• Work order: Scan the records for the line containing "Please mark the white"; extract it and all later lines, verbatim, through the end, and nothing before it.

Region pointing data

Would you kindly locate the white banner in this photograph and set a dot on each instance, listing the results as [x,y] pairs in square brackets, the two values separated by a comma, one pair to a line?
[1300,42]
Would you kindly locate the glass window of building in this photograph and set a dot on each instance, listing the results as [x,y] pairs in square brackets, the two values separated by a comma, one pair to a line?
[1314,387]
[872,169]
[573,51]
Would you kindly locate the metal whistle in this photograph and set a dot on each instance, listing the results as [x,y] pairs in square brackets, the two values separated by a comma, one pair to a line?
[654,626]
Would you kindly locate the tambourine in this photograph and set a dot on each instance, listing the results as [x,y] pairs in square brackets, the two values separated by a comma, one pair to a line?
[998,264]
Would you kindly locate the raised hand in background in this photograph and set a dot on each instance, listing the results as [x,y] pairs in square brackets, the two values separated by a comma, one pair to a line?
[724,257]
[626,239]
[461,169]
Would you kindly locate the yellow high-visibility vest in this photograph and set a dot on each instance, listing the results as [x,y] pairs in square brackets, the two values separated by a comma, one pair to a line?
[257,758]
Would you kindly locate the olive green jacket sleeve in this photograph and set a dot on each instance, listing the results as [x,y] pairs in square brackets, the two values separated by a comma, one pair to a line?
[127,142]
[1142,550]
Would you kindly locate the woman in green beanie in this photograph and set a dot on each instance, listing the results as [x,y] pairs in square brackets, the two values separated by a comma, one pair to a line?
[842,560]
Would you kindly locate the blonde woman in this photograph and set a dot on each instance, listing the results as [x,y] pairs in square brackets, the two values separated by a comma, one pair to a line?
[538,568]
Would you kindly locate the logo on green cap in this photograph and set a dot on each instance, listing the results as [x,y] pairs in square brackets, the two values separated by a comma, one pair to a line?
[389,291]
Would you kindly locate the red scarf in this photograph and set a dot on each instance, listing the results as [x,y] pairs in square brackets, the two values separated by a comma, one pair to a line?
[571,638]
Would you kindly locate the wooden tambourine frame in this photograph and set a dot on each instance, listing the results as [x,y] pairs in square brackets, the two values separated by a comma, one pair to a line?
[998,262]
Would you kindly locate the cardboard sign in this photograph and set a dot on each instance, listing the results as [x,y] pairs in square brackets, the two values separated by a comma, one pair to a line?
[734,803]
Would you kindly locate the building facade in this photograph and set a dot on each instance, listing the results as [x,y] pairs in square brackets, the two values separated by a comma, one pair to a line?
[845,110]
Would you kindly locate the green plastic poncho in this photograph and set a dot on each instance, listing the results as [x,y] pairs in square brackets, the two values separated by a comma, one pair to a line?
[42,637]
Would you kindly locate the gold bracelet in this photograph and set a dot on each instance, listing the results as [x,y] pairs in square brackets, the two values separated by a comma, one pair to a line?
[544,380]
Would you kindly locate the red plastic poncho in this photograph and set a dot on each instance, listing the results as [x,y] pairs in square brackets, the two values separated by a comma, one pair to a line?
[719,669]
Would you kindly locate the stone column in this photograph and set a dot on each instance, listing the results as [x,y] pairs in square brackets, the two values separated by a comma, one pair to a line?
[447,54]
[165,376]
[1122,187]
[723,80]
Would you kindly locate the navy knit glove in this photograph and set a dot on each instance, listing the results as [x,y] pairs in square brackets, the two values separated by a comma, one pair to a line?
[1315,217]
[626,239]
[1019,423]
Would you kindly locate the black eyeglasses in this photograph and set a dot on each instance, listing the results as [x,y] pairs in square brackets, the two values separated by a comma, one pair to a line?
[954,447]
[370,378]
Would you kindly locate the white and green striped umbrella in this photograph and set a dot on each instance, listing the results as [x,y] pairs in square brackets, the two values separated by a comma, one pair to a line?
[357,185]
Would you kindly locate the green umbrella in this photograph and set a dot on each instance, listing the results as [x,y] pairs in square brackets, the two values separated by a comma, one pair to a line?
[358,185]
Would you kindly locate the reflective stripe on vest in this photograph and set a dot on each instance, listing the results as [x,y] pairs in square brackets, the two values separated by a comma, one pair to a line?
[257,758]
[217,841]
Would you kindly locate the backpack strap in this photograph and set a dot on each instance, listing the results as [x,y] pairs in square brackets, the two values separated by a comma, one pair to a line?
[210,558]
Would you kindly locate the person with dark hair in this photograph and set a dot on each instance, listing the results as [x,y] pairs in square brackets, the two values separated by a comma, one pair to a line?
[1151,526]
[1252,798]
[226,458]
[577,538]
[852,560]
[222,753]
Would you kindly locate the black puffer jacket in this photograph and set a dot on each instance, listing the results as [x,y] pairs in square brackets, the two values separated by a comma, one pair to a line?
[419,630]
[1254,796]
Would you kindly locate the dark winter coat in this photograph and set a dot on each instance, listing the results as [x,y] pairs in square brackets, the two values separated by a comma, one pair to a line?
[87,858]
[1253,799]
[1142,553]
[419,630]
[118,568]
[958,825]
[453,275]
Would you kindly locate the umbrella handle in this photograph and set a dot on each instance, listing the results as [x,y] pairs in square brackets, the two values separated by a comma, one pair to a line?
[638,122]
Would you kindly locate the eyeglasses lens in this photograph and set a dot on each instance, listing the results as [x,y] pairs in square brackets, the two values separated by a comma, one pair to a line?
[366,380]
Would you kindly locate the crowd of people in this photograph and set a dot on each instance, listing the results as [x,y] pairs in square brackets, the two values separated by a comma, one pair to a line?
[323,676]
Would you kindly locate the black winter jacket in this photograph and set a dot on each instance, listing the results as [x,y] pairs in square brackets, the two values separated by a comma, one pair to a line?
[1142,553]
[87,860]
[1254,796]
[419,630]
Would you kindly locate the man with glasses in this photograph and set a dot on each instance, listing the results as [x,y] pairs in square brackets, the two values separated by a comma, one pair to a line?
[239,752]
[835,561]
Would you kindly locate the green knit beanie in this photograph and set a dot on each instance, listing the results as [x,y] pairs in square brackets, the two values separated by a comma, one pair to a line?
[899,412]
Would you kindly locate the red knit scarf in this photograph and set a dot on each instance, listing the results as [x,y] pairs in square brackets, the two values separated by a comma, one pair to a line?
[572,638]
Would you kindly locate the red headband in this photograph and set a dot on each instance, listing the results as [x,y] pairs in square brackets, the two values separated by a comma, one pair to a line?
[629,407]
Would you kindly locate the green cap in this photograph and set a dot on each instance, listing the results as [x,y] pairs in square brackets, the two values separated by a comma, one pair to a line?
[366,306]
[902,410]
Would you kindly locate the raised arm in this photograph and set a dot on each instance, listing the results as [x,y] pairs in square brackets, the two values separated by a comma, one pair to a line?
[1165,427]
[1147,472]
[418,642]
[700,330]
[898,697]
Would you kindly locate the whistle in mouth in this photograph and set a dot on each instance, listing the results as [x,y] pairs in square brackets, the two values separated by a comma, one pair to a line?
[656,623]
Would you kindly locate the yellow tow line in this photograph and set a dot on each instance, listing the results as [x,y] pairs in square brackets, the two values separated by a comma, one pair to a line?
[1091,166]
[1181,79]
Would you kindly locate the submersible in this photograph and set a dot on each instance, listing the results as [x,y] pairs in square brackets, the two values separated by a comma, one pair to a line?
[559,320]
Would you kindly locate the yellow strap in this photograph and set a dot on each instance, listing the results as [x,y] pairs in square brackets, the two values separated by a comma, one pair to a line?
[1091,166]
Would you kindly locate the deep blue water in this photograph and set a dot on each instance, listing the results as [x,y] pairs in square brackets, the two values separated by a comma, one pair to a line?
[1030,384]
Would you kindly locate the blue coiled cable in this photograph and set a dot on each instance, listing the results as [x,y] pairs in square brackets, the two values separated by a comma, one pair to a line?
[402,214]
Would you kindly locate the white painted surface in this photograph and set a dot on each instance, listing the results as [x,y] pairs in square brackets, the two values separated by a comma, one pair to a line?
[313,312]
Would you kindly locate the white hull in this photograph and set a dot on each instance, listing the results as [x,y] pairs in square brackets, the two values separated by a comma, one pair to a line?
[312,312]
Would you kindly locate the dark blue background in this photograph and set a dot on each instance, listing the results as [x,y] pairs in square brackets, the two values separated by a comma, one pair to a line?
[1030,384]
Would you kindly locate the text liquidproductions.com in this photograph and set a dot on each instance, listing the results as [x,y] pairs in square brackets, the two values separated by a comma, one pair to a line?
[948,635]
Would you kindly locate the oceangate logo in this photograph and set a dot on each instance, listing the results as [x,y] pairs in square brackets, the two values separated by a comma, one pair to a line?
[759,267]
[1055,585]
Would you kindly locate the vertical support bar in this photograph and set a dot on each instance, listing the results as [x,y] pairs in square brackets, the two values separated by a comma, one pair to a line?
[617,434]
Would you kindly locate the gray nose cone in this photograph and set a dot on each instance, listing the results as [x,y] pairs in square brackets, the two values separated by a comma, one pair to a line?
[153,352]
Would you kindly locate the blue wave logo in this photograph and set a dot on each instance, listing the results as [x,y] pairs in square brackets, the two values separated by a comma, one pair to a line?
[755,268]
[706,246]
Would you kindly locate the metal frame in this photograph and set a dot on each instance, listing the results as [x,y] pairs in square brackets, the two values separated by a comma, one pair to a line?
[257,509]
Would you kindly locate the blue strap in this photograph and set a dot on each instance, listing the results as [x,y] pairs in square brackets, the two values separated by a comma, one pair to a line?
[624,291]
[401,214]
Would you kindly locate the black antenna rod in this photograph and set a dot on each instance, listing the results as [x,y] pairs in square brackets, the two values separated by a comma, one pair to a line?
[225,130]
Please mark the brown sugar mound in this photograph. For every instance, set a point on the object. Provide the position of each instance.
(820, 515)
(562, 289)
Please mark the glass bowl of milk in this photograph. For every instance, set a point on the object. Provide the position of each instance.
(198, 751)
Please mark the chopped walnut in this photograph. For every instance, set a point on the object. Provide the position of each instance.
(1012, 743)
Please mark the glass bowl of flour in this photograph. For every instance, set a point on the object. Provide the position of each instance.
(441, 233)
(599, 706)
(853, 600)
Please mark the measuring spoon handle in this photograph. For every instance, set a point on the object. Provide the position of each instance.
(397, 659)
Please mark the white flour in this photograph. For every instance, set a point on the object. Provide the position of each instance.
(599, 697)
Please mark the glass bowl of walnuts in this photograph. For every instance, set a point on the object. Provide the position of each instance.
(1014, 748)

• Response box:
Please mark the white flour in this photograph. For every instance, set a point on the object. Provide the position of each instance.
(599, 697)
Please mark the glass bowl of walnuts in this photograph. For every instance, set a point on the object. Provide the position of each instance.
(1014, 748)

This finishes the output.